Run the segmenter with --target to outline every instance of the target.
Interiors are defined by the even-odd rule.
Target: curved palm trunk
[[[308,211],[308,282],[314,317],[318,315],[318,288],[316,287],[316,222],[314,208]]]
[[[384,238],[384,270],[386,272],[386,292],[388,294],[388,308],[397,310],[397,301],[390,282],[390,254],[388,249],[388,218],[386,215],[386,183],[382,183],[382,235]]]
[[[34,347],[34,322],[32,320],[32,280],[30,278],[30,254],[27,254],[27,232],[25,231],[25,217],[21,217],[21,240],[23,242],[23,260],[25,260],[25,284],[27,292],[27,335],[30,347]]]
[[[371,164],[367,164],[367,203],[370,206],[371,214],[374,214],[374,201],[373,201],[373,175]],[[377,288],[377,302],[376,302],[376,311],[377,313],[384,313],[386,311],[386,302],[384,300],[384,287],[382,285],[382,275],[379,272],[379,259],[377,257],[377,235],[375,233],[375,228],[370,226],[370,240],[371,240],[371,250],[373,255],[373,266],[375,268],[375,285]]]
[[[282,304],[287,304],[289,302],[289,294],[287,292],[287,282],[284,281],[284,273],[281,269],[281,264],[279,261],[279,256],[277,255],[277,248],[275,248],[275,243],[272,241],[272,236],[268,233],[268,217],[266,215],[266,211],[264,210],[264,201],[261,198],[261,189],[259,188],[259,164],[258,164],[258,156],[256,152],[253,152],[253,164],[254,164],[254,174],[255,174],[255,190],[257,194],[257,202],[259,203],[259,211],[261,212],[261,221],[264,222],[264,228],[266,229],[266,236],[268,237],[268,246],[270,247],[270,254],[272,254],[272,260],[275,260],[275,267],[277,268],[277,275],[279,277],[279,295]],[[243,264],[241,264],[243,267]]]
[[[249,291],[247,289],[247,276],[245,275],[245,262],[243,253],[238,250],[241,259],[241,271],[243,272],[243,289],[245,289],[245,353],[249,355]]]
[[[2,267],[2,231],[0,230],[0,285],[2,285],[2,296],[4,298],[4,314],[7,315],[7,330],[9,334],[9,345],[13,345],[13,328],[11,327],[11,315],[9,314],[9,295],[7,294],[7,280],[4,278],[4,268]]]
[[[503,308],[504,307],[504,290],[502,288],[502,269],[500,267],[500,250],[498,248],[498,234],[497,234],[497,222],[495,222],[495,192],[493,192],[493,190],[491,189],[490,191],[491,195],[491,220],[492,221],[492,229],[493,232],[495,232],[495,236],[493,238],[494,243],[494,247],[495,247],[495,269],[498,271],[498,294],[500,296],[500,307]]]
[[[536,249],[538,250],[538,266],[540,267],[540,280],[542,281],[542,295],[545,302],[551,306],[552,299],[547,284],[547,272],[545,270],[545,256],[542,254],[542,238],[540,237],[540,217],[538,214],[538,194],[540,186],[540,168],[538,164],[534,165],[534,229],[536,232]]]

----

--- What is expected ---
Count the lines in the records above that contain the string "Interiors", matching case exactly. Give only the number.

--- Correct response ---
1